Saved entries:
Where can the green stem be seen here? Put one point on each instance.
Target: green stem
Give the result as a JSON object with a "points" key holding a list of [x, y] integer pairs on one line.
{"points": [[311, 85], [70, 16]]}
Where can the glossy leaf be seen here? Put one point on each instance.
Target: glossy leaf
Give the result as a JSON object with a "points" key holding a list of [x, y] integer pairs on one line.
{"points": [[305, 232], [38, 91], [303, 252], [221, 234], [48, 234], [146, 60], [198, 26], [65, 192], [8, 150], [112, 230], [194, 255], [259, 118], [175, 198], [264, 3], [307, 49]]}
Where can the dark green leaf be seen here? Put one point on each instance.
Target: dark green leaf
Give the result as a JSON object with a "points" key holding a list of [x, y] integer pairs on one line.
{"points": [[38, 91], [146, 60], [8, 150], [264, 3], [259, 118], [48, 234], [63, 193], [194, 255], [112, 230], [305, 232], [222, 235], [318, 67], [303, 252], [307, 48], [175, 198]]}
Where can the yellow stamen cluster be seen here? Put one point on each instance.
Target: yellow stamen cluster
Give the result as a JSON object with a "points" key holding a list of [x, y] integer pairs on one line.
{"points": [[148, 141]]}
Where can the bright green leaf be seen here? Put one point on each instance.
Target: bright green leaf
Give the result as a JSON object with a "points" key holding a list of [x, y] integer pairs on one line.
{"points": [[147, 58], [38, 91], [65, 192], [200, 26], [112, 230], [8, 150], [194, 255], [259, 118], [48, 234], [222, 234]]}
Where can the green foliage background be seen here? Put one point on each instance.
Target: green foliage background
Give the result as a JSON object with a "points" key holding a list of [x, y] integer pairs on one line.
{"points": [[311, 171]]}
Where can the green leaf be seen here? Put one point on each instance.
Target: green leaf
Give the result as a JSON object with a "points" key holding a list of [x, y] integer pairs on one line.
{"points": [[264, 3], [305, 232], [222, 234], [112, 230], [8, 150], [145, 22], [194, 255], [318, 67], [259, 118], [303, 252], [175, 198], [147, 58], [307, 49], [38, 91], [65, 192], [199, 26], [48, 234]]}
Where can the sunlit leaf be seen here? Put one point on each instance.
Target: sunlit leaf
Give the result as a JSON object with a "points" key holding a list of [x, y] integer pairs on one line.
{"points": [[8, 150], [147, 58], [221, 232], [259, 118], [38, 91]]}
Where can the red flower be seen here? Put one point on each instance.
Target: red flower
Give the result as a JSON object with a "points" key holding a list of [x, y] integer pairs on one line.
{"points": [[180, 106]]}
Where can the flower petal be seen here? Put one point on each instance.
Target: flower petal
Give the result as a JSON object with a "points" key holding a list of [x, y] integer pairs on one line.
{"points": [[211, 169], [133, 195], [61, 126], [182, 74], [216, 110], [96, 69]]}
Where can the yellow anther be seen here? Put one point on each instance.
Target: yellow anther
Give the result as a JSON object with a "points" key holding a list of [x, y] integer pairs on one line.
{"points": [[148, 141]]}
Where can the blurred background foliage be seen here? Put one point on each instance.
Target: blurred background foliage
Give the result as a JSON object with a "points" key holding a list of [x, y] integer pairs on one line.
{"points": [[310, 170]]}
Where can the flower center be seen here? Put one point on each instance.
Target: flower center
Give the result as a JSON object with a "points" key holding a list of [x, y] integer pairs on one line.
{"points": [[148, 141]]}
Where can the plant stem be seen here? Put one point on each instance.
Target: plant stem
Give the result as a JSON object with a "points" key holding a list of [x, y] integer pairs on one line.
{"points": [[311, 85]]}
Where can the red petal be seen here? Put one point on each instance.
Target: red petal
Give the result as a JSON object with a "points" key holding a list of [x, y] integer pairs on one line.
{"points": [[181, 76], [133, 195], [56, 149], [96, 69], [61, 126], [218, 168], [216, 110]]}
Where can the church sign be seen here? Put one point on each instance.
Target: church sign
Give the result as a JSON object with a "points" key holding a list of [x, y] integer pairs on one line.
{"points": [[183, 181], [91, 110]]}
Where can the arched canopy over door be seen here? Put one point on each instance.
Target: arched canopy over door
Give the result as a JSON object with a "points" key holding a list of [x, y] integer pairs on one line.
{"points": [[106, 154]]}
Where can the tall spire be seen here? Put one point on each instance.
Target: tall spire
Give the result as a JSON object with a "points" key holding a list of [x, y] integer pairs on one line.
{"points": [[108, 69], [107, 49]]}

* * *

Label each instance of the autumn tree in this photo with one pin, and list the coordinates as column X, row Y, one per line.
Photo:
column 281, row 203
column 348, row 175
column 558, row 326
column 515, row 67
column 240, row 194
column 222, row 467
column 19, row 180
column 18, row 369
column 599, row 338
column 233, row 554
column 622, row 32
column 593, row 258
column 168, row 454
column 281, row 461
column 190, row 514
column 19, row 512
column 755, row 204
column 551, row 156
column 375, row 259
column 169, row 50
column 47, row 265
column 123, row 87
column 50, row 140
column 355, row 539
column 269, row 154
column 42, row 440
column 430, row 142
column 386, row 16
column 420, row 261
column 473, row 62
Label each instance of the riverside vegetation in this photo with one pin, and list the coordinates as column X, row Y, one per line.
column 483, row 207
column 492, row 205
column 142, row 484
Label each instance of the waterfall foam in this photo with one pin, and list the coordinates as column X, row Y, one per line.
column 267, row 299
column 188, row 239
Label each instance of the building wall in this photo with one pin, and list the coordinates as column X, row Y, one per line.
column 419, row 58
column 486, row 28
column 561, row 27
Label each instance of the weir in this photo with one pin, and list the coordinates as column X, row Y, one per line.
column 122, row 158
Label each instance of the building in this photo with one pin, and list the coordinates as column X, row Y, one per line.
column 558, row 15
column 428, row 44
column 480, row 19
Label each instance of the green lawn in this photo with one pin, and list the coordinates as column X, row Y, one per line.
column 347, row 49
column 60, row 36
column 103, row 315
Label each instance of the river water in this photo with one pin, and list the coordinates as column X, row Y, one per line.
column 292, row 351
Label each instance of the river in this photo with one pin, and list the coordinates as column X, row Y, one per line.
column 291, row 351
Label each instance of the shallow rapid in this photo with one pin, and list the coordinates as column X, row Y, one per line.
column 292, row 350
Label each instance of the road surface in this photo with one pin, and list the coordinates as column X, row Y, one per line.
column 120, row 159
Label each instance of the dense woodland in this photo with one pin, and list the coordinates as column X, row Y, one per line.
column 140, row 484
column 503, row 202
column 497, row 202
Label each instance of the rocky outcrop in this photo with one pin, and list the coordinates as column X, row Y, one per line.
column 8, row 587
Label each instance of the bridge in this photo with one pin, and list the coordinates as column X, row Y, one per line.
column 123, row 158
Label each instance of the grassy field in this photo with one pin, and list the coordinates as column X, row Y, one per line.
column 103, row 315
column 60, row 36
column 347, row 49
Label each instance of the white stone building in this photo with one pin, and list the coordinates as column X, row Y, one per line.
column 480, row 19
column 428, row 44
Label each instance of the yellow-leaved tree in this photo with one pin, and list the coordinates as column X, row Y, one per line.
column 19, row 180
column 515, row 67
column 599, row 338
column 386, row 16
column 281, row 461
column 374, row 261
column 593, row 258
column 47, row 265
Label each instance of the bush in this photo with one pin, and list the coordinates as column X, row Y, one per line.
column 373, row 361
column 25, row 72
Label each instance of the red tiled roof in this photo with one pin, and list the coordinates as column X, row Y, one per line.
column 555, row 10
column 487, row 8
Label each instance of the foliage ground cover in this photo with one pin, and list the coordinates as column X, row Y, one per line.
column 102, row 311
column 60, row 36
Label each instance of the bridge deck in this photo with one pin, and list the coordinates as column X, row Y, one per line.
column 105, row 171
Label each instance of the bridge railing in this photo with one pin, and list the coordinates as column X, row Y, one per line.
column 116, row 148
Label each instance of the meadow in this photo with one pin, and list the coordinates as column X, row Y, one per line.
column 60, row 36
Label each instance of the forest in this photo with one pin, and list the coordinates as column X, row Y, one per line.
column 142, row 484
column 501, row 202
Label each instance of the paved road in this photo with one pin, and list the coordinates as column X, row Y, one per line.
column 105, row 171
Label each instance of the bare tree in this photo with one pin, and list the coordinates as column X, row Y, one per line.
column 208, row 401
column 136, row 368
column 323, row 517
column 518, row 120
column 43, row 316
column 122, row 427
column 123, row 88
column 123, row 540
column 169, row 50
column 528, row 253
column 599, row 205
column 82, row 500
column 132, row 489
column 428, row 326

---

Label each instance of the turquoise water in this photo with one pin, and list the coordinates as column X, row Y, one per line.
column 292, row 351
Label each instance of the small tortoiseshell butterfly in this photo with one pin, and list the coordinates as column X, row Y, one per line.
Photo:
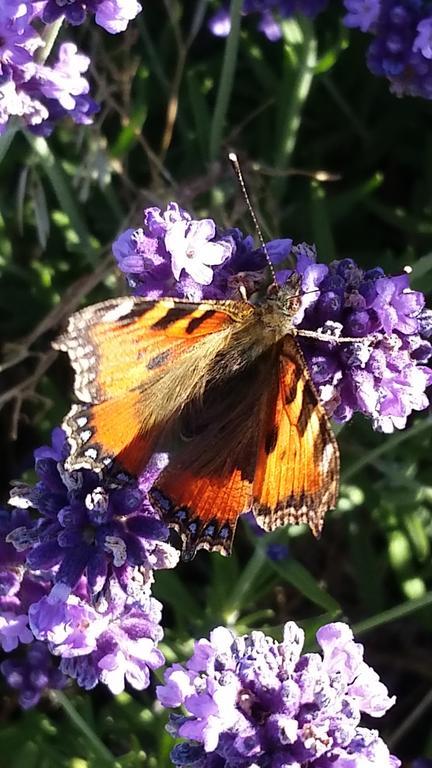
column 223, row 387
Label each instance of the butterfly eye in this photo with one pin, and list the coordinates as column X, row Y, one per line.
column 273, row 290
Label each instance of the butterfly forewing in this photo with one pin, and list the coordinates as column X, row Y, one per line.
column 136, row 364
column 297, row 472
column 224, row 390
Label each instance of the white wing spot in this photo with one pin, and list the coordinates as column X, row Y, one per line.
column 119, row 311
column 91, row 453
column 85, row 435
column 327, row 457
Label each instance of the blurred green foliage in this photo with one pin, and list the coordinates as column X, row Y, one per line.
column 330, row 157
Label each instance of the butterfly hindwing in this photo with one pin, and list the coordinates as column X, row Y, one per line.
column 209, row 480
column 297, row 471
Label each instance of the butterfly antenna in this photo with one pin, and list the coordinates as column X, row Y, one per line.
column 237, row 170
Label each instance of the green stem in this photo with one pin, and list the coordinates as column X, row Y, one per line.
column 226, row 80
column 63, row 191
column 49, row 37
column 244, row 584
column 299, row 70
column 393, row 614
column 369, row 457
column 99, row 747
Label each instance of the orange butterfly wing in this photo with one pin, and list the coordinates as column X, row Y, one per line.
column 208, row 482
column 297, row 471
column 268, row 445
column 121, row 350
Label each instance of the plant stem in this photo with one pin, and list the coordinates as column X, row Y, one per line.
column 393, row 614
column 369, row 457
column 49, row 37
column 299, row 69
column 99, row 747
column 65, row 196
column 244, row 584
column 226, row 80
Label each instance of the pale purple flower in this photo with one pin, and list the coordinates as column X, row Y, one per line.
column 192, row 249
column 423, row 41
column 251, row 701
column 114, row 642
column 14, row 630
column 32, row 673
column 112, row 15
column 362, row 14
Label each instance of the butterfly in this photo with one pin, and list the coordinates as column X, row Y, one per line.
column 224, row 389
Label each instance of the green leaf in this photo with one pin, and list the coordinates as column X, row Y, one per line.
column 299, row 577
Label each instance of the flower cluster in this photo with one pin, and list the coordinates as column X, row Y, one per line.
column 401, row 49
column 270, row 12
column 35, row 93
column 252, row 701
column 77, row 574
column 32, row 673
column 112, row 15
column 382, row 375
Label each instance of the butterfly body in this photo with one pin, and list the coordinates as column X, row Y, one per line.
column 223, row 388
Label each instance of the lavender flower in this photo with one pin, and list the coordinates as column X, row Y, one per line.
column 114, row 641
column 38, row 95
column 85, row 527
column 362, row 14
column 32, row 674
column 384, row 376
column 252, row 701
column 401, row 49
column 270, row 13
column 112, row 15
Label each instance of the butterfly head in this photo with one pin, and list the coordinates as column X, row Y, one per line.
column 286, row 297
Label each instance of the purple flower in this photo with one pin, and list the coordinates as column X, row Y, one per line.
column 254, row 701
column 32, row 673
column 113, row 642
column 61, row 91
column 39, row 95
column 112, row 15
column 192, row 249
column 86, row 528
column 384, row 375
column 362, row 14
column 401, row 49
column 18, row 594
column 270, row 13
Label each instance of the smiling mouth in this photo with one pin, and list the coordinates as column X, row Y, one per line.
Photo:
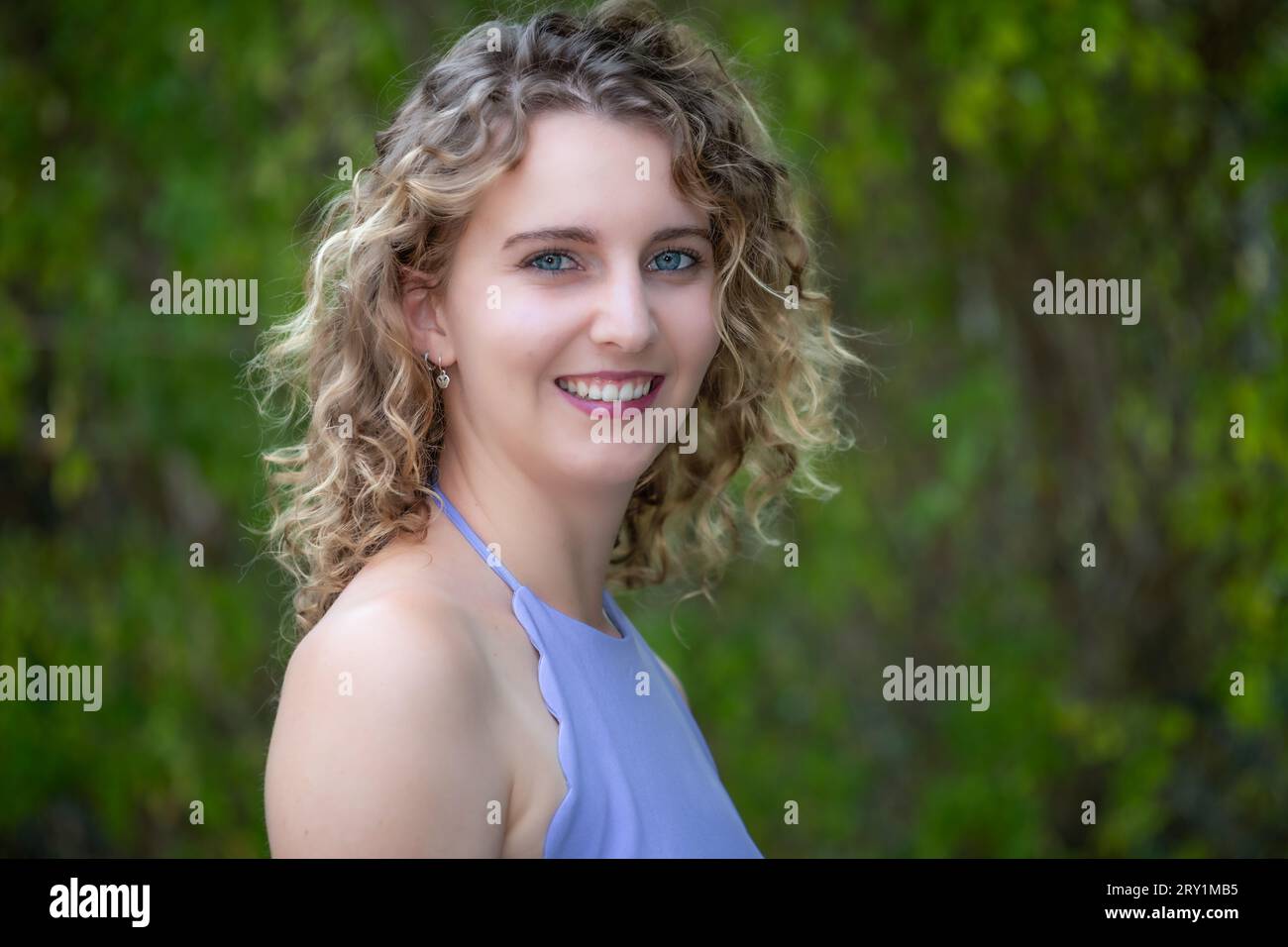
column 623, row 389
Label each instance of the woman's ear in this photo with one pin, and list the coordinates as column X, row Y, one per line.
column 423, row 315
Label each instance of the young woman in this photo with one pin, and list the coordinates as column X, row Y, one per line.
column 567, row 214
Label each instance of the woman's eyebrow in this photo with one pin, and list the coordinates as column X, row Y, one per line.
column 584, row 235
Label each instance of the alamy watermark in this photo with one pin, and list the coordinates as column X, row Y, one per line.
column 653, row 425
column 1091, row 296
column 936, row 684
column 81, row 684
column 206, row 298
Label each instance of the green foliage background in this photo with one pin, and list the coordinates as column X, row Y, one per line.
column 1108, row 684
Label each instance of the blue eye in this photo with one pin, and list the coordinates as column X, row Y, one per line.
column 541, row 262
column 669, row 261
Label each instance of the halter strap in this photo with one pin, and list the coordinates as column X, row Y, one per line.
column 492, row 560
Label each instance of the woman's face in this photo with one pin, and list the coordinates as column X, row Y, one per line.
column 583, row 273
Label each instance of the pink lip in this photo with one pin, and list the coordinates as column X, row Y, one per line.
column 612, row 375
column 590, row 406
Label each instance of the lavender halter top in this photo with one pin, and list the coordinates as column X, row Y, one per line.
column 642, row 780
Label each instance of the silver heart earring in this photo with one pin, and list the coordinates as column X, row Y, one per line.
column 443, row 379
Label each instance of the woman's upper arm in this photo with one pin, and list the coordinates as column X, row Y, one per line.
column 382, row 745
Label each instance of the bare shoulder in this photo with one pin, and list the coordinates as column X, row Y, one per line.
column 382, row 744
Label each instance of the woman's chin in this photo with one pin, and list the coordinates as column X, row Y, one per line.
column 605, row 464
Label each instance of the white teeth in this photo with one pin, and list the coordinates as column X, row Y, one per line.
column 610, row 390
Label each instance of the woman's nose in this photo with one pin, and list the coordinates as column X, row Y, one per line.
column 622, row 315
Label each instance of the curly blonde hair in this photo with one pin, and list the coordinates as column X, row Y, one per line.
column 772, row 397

Instructions to follow: Of the lines above, output exactly those from the line bearing "Where can the green stem" through the line bearing "Target: glossy leaf", inclusive.

Answer box:
Where can the green stem be seen here? Put one point on each instance.
Target: green stem
Give the result as a JSON object with a "points" key holding a list of [x, y] integer pairs on one line.
{"points": [[311, 85], [70, 16]]}
Where can the glossy leaf be seen here? Put one point on each instance.
Target: glossy leaf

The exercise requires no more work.